自组织的概念源于 20世纪 60年代末物理学领域发展起来的系统理论,包含了耗散结构理论、协同学理论、超循环理论以及后来的突变论、混沌学等。随后,自组织理论不断被推广到社会学、管理学、经济学等学科领域,指建立在自发性、自由性和自愿性基础上的私人社团组织 [30] 。20世纪 80年代,自组织理论开始被广泛用于解决以“公地悲剧”为核心问题的公共资源困境 [31] 。自此,学者们开始研究不同行业的自组织,如化工行业 [32] 、公司网络化治理 [33] 、酒店娱乐行业 [34] 、农村乡贤文化构建 [35] 等。研究者同时认为,对于共享森林、渔场、地方文化等公共资源的人们来说,个体往往倾向于过度使用公共资源,而自组织则能帮助避免这种过度行为而造成的“公地悲剧”,从而实现公共利益最大化,因而被称为最自然的人类关系协调机制 [36,37] 。典型案例如新西兰北岛怀托摩洞穴的目的地网络发展 [38] ,广西龙脊梯田平安寨村委从困境走向理性的过程演化 [39] ,汶川地震后重建的村民经济合作组织 [40] ,河北某家具城的行业协会管理模式 [41] ,以及华北地区农村文化自组织策略 [35] 。这些案例均体现了自组织作为治理机制的成功之道。故此,自组织在治理领域是非常理想的社会治理机制,特别是在一些政府政权无法覆盖的“真空地带”,更能显示其优势 [42]

与自组织相对的概念是他组织,两种组织模式的相同点是都可以使事物从无序走向有序 [43] 。不同点:他组织是指由一个权力主体指定一群人组织起来以完成既定的任务,这种组织方式需要借助外部力量;而自组织则由一群人基于自愿原则而主动地结合在一起,这种组织模式是自发的。通过文献梳理,并结合魏道江等的研究 [44] ,汇总得出他组织与自组织的主要区别,见表2-1。

表2-1 他组织与自组织的区别

自组织在管理学中被称为“网络”。关于自组织作为层级机制与市场机制之外的治理机制的讨论,有学者认为,自组织只是弥补市场与层级治理机制各自缺陷而生成的一种过渡形态 [45] 。然而,Powell否定了这一观点,指出自组织是异于层级与市场的第三种治理机制,并具体指出这三种治理机制在规范的基础、沟通手段、冲突解决、弹性程度、承诺的给予、治理气氛、行动者优先权、混合使用的形式等方面的联系与区别 [46] ,详见表2-2。

表2-2 三种治理机制的联系与区别

(续上表)

罗家德肯定了Powell的观点,并进一步阐述市场、层级、组织三种治理机制的逻辑特点,见表2-3。

所给数据:

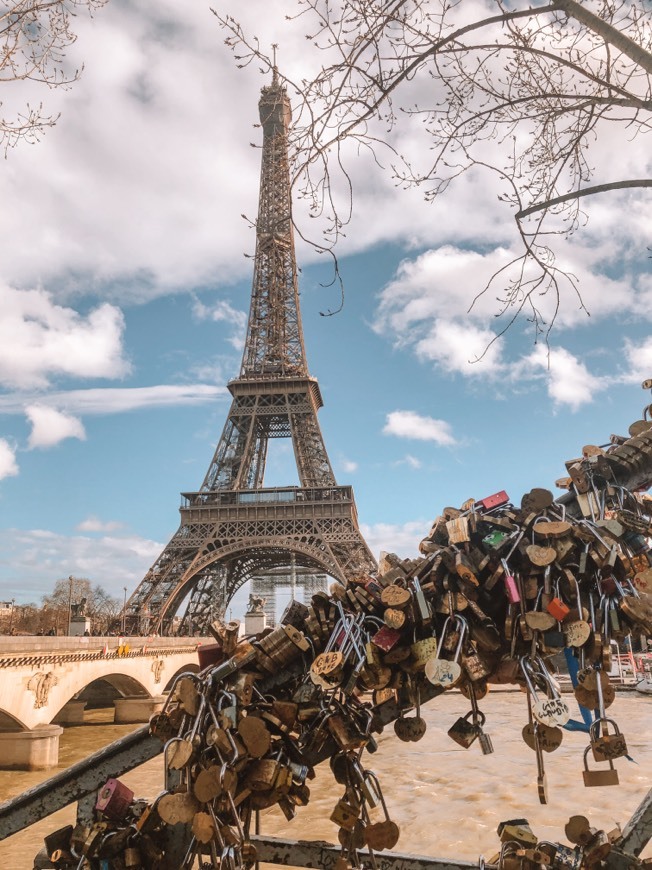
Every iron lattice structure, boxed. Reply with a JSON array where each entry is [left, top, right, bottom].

待办事项:
(A) 能否在关于自组织的文本中,把以含有"表2-1 他组织与自组织的区别"的语句开头、到"机制的逻辑特点,见表2-3。"结尾的那一段逐字照抄下来?
(B) 能否从关于自组织的文本最后一句之后接着往下写?

参考答案:
(A)
表2-1 他组织与自组织的区别

自组织在管理学中被称为“网络”。关于自组织作为层级机制与市场机制之外的治理机制的讨论,有学者认为,自组织只是弥补市场与层级治理机制各自缺陷而生成的一种过渡形态 [45] 。然而,Powell否定了这一观点,指出自组织是异于层级与市场的第三种治理机制,并具体指出这三种治理机制在规范的基础、沟通手段、冲突解决、弹性程度、承诺的给予、治理气氛、行动者优先权、混合使用的形式等方面的联系与区别 [46] ,详见表2-2。

表2-2 三种治理机制的联系与区别

(续上表)

罗家德肯定了Powell的观点,并进一步阐述市场、层级、组织三种治理机制的逻辑特点,见表2-3。

(B)
表2-3 三种治理机制的逻辑特点比较

资料来源:根据文献[25]整理。

然而,自组织的形成往往需要经历一个过程。这个过程或长或短,完全决定于自组织行动者的性质。罗家德指出,每一个群体的自组织行为都必须经历以下五个步骤:一是人群聚拢,彼此之间连接增多,形成社会网络;二是产生小团体,群体内部成员关系越来越密切,但与组织外其他人员关系逐渐疏远;三是小团体内部产生认同,开始具备身份意识;四是小团体形成共同目标,并为之采取集体行动;五是小团体逐渐演化出集体规则和监督机制,以确保顺利达成共同目标。 [25] 因此,本书以罗家德提出的自组织框架作为研究框架,重点解决自组织的三大问题:第一,自组织的形成;第二,自组织的治理机制;第三,自组织的监督机制。

2.1.2 自组织的形成与衡量

自组织研究的第一步就是要解决一群人怎么聚在一起的问题。其中,第一个必要的因素是社会网络。社会网络实际上就是联结行动者的一系列社会联系或社会关系,它们相对稳定的模式构成了社会机构 [48,49] 。社会网络又称为“社会连带”,分为强连带和弱连带,其中以Granovetter的弱连带优势理论和Krackhardt的强连带优势理论贡献最为突出。Granovetter对波士顿牛顿镇 300名求职者的研究表明,超过 57%的求职者通过网络了解工作信息从而获得职业地位。故此,Granovetter指出弱连带在传递社会资源的过程中更为重要,原因是:强连带行动者之间往往具有相同的人口统计学背景、知识结构、职业特征、社会经验等,因此相互交往并不能进一步带来新资源和新信息,取而代之的是冗余信息;而弱连带往往产生于具有不同属性的社会背景,其分布具有广泛性,因而个体可以通过弱连带来了解不同于其社会经济属性的信息,而不会造成信息冗余 [47] 。随后,相关学者以财政帮助、移民决策、农业技术扩散、求职行为为主题的研究纷纷印证了Granovetter的结论 [52-54] ,指出社会关系就是获取社会资源的渠道,并强调了弱连带的重要性。而孙立新和余来文在解释Krackhardt的理论时指出,强连带对于维持社会网络内部结构和个体成员间的关系具有极为重要的价值 [51] 。在社会网络中,个体对于其他成员的忠诚度有着较高的要求,而强连带恰好能够满足这种忠诚要求,使网络成员之间的关系不断深化、相互依存、相互信任,从而形成信息流通和资源获取的重要保障 [55] 。而强连带所衍生的信任为网络成员进一步的信息交换和资源共享打下了坚实的基础,使获取信息和资源的数量、质量、效率不断提高,风险和成本从而下降 [56] 。故此,强连带的建立为网络成员构建了一种保障机制,使他们能够在这种保障机制之下以长期利益代替短视行为。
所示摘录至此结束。